Graphic by Phil Waheed.

The tides are changing in the United States. Along with the re-election of President Barack Obama, Washington and Colorado have also voted to legalize marijuana for recreational use.

This huge step for American culture is facing both praise and criticism from the outside, but I think the legalization of marijuana is ultimately a move that, if done effectively, can have a very positive effect.

Why, then, is marijuana still illegal in the rest of the United States? Maybe it’s because marijuana is a so-called gateway drug? It makes sense that the government doesn’t want citizens experimenting with harmful substances.

Too bad this notion is totally inaccurate. According to The National Academy of Sciences, “there is no conclusive evidence that the … effects of marijuana are causally linked to the subsequent abuse of other illicit drugs.”

Furthermore, the U.S. Department of Health and Human Services has reported that about 76 million adults have tried marijuana and did not become regular marijuana users or go on to try any other drugs. So, that can’t be it.

Maybe the American government is afraid that if they legalize marijuana it will become more mainstream. Perhaps lawmakers feel that the only way to curb the use of the drug is to put in place firm laws against it, but that’s another misconception.

According to the Canadian Centre on Substance Abuse’s national working group on addictions, most marijuana users believe their use will go undetected, so fear of legal punishment doesn’t act as an effective deterrent. No matter how strict the laws, people have and will continue to use the drug.

A study by the California State Office of Narcotics and Drug Abuse reinforces that “the reduction in penalties for possession of marijuana for personal use does not appear to [be] a factor in people’s decision to use or not use the drug.” So, that can’t be it either.

_ _ _ _ _ _ _

◆ Task list
[1] Answer from the marijuana piece:
(a) Which two states voted to legalize marijuana for recreational use?
(b) According to the U.S. Department of Health and Human Services, about how many adults tried marijuana without becoming regular users or trying other drugs?
(c) According to the Canadian Centre on Substance Abuse's working group, what do most marijuana users believe about their use?
[2] Transcribe the marijuana piece word for word from "Why, then, is" to "with harmful substances.".
The material after this point comes from a separate source, unrelated to the marijuana piece.

◆ Dataset content
_ _ _ _ _ _ _

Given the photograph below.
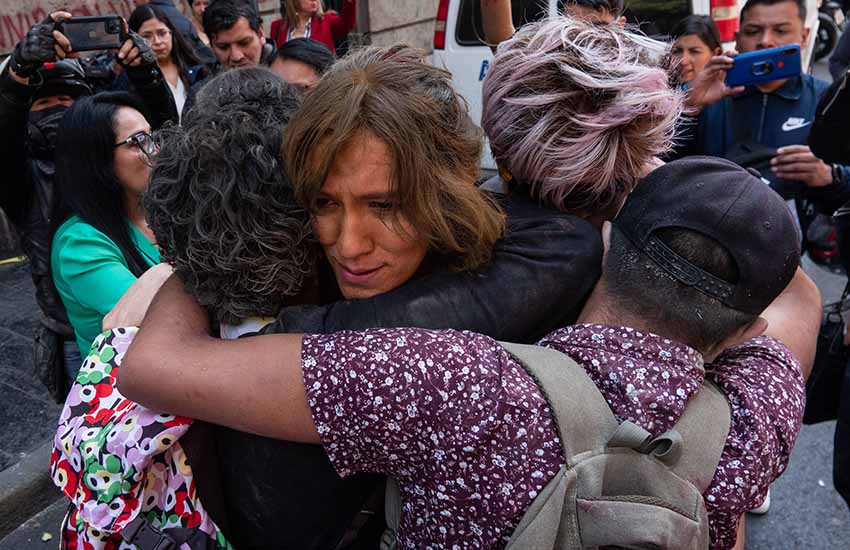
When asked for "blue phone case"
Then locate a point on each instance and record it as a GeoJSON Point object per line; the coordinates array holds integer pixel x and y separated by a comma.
{"type": "Point", "coordinates": [765, 66]}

_ _ _ _ _ _ _

◆ Answers given
[1]
(a) Washington and Colorado.
(b) About 76 million.
(c) That their use will go undetected.

[2]
Why, then, is marijuana still illegal in the rest of the United States? Maybe it’s because marijuana is a so-called gateway drug? It makes sense that the government doesn’t want citizens experimenting with harmful substances.